DIRECTION 1
List every stock index named in the ETF investing text.
DIRECTION 2
Decide whether each statement agrees with the ETF investing text. Answer yes or no, and quote the deciding words.
(a) Asia makes up more than 70% of the MSCI Emerging Markets index.
(b) The writer favors long-duration bonds while interest rates are rising.
(c) An investor can put money directly into the MSCI World Index.
DIRECTION 3
Please rewrite the paragraph of the ETF investing text that begins "One strategy to invest is through ETF savings plans" as a short list, keeping its main facts.

DOCUMENT EXTRACT
***

The most known and tracked index by far is the S&P 500 which contains the 500 biggest US companies by market capitalization. ETFs are also replicating whole sectors like technology or green energy as well as certain geographies like Europe or emerging markets. There are also such funds that invest into Bonds, Bitcoins or gold and silver.
One strategy to invest is through ETF savings plans. This way, you have an automated system in your investing process avoiding market timing. Plus, you can take advantage of the effect of so called dollar cost averaging where you lower your average cost basis by buying more shares during market corrections for the same money. With rising markets over time, you buy into the markets at favorable average prices.
These passive funds are preferred due to their low costs, especially compared to often underperforming actively managed funds with high costs.
When searching for terms like “investing for beginners”, earlier than later many people stumble across ETF investing. Sounds like a clever way to invest with little time-effort, at low costs and without taking the risks of individual, concentrated investments for your retirement, doesn’t it? Only picking some topics with a birds-eye’s view and spreading among these ideas seems like the way to go.
This is also the strategy of many people in the FIRE community, I wrote last week about. After cutting their biggest everyday costs and living a less stressful, more calm and enjoyable lifestyle, they preferably put what is left over as savings into stock market ETFs.
The most prominent and most often mentioned ETFs are those that track the:
- MSCI World Index (most recent factsheet as of writing this article here, more information here)
- MSCI Emerging Markets Index (most recent factsheet as of writing this article here, more information here)
Keep in mind, that you cannot invest directly into these indexes listed above. You need a provider that replicates one of those with a passive fund. Known providers are Vanguard, BlackRock, etc. (without advertising them).
The idea behind investing in those indexes is straightforward. With the MSCI World index you are buying shares in the biggest companies in the developed world. This shall give stability and average growth (s. below).
To boost the returns “for the long-term”, the MSCI Emerging Markets index is a mentioned addition to the portfolio, because Asia (>70% of the index) is the place where the bigger growth is expected.
Sounds logical, doesn’t it?
Here and there in the FIRE community, there are also mentioned “less risky” ETFs that invest into bonds. However, for the purpose of this article, we are focussing on the both mentioned indexes. And yes, I don’t think that it is a good idea to invest in bonds during a period of rising interest rates, especially not ones with a long duration… when interest rates rise, bonds with their most often fixed coupons get less attractive and their price drops.

***

INFORMATION PROVIDED

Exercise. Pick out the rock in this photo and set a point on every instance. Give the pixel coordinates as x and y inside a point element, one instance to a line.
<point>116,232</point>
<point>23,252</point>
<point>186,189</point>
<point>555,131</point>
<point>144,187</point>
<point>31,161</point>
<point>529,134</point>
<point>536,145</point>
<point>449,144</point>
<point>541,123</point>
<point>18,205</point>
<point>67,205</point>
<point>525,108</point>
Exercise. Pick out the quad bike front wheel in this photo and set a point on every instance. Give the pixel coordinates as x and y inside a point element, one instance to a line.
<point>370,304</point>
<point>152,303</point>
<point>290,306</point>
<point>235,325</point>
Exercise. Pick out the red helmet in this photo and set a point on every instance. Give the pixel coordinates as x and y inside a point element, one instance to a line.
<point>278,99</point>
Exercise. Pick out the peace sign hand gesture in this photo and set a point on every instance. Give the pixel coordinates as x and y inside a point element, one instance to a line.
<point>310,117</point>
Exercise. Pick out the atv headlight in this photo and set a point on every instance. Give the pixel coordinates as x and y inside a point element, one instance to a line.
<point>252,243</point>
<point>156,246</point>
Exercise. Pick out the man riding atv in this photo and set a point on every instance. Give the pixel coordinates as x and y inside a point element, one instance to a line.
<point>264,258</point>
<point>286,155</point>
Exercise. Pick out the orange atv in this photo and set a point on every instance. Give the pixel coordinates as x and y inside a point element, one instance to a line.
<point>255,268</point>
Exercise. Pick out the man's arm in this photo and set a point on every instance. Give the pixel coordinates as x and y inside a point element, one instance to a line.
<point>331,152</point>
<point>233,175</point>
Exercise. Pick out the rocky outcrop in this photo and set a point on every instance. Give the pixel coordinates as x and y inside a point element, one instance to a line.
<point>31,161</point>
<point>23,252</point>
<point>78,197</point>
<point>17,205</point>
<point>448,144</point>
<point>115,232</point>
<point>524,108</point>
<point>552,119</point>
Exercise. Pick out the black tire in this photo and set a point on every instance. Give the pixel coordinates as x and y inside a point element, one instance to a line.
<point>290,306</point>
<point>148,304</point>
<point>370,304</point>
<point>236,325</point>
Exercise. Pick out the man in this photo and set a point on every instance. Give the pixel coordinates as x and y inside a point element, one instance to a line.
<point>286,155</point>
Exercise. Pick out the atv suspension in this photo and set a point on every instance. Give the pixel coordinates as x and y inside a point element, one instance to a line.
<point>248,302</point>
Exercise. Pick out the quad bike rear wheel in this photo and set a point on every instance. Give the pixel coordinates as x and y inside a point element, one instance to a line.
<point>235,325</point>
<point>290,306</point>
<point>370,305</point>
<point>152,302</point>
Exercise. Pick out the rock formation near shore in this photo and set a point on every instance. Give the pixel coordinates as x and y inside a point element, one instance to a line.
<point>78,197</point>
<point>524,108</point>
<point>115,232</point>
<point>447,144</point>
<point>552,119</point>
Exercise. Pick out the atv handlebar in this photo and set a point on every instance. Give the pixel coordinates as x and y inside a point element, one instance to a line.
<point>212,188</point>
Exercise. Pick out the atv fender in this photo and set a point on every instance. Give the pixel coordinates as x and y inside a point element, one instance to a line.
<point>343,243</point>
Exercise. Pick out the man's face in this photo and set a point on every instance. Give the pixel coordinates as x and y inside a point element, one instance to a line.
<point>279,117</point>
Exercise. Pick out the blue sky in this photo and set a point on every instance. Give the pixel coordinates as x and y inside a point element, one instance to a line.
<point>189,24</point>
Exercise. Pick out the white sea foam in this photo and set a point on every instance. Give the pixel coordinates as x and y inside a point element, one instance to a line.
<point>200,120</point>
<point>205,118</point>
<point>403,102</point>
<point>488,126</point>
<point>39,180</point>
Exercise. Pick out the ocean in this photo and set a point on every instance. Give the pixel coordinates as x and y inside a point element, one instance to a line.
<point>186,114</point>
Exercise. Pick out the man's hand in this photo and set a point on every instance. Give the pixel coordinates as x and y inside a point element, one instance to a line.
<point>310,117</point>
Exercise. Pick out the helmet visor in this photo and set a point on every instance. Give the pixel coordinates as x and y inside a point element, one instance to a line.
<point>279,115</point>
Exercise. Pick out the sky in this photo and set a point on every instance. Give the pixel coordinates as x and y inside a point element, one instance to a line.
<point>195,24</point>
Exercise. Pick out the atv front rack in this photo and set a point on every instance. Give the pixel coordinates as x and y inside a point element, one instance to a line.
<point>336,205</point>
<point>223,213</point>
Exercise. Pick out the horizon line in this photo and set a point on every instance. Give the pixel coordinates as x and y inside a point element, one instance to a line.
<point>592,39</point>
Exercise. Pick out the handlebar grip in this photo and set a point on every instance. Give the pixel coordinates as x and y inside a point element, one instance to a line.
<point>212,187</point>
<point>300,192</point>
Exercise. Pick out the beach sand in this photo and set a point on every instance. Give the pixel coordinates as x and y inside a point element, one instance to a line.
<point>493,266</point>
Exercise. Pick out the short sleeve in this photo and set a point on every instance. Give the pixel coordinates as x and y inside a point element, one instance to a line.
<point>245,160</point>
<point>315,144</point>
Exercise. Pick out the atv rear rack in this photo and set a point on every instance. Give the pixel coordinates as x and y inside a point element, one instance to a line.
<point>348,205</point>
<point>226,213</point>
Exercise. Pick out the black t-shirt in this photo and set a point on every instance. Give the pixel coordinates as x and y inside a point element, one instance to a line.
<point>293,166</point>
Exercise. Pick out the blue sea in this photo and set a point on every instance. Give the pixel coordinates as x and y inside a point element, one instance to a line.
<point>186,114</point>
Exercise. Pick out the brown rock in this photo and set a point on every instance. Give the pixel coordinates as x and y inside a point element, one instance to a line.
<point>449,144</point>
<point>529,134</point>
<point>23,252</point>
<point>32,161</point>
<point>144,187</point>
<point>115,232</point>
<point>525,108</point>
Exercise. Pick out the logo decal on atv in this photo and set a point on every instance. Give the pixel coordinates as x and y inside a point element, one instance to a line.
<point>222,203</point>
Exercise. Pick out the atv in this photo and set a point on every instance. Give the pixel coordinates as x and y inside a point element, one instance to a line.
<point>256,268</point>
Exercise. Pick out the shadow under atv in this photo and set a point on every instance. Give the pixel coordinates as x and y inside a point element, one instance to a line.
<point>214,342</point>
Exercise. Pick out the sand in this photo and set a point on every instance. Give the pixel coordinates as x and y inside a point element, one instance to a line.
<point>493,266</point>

***

FINAL ANSWER 1
- S&P 500
- MSCI World Index
- MSCI Emerging Markets Index

FINAL ANSWER 2
(a) Yes: "Asia (>70% of the index) is the place where the bigger growth is expected"
(b) No: "I don’t think that it is a good idea to invest in bonds during a period of rising interest rates, especially not ones with a long duration"
(c) No: "you cannot invest directly into these indexes listed above"

FINAL ANSWER 3
ETF savings plans:
- automate the investing process and avoid market timing
- use dollar cost averaging: the same money buys more shares during market corrections, which lowers the average cost basis
- buy into the markets at favorable average prices as markets rise over time